- TASKS -
• a. According to the guide on preparing the Dr Arm project for training, which child objects appear when you expand AgentsSettings?
• b. Retype the part of the Dr Arm training setup guide that starts at "3. The hierarchy" and ends at "AI enemy character.".
• c. Extend the guide on preparing the Dr Arm project for training, continuing after its final sentence.

- SOURCE EXTRACT -

Prepare the project for training

Before running the training, you will modify some of the key objects and scripts in Dr Arm, based on what was covered in the previous machine learning sections.

Overview of the project

From here onwards, you can ignore the “Ready to Play” version of the scene. Instead, use an incomplete scene to demonstrate some of the steps for using ML in Unity.

  1. Inside the Project tab, navigate to Assets->#DevSummit2022->Scenes (See Figure 1).

    Image Alt Text:Project Scene AssetsFigure 1. Project hierarchy showing our scene files in Assets/#DevSummit2022/Scenes

  2. Double click the Level DevSummit2022 scene to open it.

  3. The hierarchy view lists the objects in the scene. You will see an object called AgentsSettings.

  4. Click the arrow next to AgentsSettings to reveal child objects Camera, ML-Player and ML-NPC.

    The Camera object is the 3D camera - when played, the game will be rendered from this viewpoint.

    The ML-Player object is our player-controlled character.

    The ML-NPC object is our AI enemy character.

  5. To get a better look at the scene from the player’s perspective, right click on ML-Player and select Align View to Selected. This will change the scene view to the viewpoint of your player character at ground level. You will see the inside of the arena and the enemy character in the distance.

    Image Alt Text:Align View to ML-PlayerFigure 2. Align View to ML-Player

  6. Check that the Package Manager is updated and everything is correctly installed by navigating to Window->Package Manager.

- RECORDED INFORMATION -
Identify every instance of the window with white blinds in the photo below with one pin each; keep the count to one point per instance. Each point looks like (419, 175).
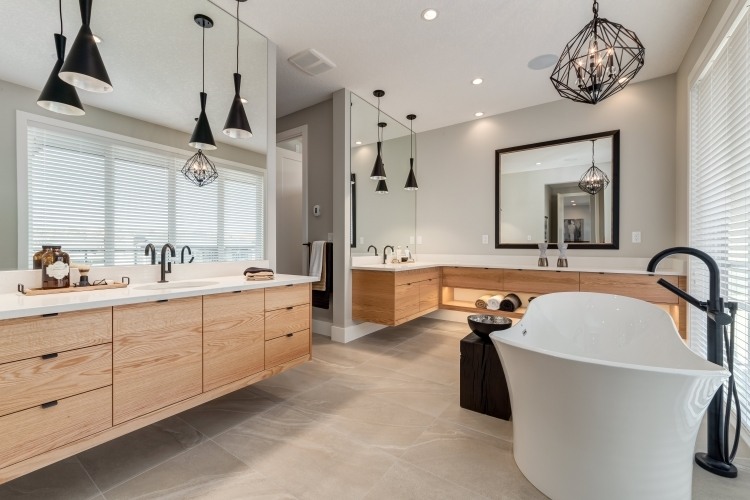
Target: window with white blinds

- FINAL RESULTS -
• a. Camera, ML-Player and ML-NPC.

• b.
3. The hierarchy view lists the objects in the scene. You will see an object called AgentsSettings.

  4. Click the arrow next to AgentsSettings to reveal child objects Camera, ML-Player and ML-NPC.

    The Camera object is the 3D camera - when played, the game will be rendered from this viewpoint.

    The ML-Player object is our player-controlled character.

    The ML-NPC object is our AI enemy character.

• c.
    The screen that appears should look similar to Figure 3. You should see the ML Agents package in the list. Click on “ML Agents” to see the package description. You should see in the bottom right that it is marked as installed or it may say there is an update available. This project was created using ML Agents version 2.1.0.

    Image Alt Text:Unity Package ManagerFigure 3. Unity Package Manager showing description of ML Agents package

Walkthrough of the Unity scene and relevant objects

Level_DevSummit2022 is the main gameplay scene - it is the one that is used when playing the game. You use a different Unity scene when running training because it does a few things to make the training run faster. (More on this later.)

Let’s look at the various parts of the gameplay scene and examine some key game objects and script components.

The Hierarchy view shows all of the objects in your scene, and you can view more information in the Inspector panel by clicking on them or by clicking on the arrows to unfold the hierarchy to view their child objects.

At the top of the hierarchy are 4 objects. These parent objects group related objects together, making the scene easier to read and navigate.

Parent objects don’t necessarily need script components themselves, but often contain manager (or controller) scripts that perform some form of management of their child objects. Sometimes, game objects are left empty and act purely as an organizational tool to make the scene easier to understand and navigate.

  • UI

    Each child object is a Unity canvas. A canvas is a special component for rendering 2D text and images. Each canvas contains a user interface (e.g. main menu, in-game display, and on-screen controls for mobile).

  • AgentsSettings

    The object itself contains a script for controlling the flow of a battle. Under this object are the characters. Both characters take part in the AI training, but when playing the game, the player will take over control of “ML-Player”.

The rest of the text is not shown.